• Trecho fornecido:
Por Jorge Folena –
Desde a promulgação da Constituição de 1988, o que tem despertado a atenção de historiadores, cientistas sociais, jornalistas e juristas é a aplicação recorrente, por parte de sucessivos governos civis, do artigo 142 da Constituição para a “garantia” da Lei e da Ordem (GLO), com o emprego das Forças Armadas (FFAA) para substituir ou suplementar o papel da polícia.
Assim, diante da atual conjuntura do país, considero necessário, por meio deste trabalho, analisar as origens da GLO, para verificar se esse instituto é compatível com o sistema republicano, inclusive a partir da experiência da Constituição de Weimar de 1919.
Isto porque, em agosto de 2019, diante de pressões políticas de grupos autoritários e da tentativa de fortalecimento da extrema-direita na Alemanha, retomou-se o debate naquele país sobre “os três erros fundamentais da Constituição de Weimar”, que então completava cem anos.
Os três erros daquela constituição seriam os artigos 24, 48 e 53, que previam em linhas gerais que o presidente poderia dissolver o parlamento; que o presidente, com a ajuda das forças armadas, poderia intervir para restabelecer a segurança e a ordem pública; e estabelecia a nomeação do primeiro ministro como atribuição do presidente.

• Exercício proposto: Transcreva, sem alterar nada, o trecho do texto sobre a garantia da Lei e da Ordem que vai de "Por Jorge Folena" até "Weimar de 1919.". As linhas abaixo vêm de outra fonte.

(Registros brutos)
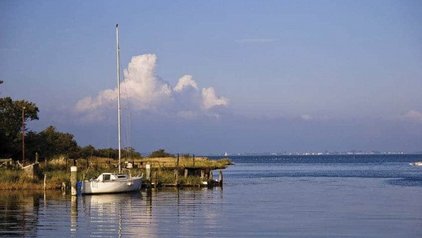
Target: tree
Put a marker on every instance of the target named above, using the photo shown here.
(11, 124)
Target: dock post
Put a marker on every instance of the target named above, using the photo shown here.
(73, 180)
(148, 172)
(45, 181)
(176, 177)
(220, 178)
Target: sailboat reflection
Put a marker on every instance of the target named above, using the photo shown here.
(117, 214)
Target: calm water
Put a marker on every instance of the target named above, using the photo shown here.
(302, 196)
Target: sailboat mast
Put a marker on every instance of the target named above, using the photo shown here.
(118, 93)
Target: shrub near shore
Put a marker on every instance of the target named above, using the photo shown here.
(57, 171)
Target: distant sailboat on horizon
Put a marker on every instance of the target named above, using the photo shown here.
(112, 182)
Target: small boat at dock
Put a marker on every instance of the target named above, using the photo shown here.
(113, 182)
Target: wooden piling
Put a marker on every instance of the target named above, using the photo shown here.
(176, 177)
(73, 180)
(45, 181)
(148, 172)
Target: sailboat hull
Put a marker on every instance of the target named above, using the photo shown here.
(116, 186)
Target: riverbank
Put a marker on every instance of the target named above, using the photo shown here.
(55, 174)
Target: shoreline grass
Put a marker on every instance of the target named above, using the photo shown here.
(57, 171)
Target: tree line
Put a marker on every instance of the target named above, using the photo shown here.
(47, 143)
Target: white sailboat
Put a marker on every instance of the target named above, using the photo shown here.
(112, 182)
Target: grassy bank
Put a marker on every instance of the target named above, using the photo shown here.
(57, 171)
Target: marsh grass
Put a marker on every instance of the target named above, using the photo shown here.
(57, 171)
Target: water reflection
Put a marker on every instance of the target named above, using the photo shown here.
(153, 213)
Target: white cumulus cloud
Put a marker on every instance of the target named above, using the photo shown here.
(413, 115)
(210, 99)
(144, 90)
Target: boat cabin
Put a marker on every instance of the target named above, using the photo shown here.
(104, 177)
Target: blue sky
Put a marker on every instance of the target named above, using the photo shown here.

• Resolução:
Por Jorge Folena –
Desde a promulgação da Constituição de 1988, o que tem despertado a atenção de historiadores, cientistas sociais, jornalistas e juristas é a aplicação recorrente, por parte de sucessivos governos civis, do artigo 142 da Constituição para a “garantia” da Lei e da Ordem (GLO), com o emprego das Forças Armadas (FFAA) para substituir ou suplementar o papel da polícia.
Assim, diante da atual conjuntura do país, considero necessário, por meio deste trabalho, analisar as origens da GLO, para verificar se esse instituto é compatível com o sistema republicano, inclusive a partir da experiência da Constituição de Weimar de 1919.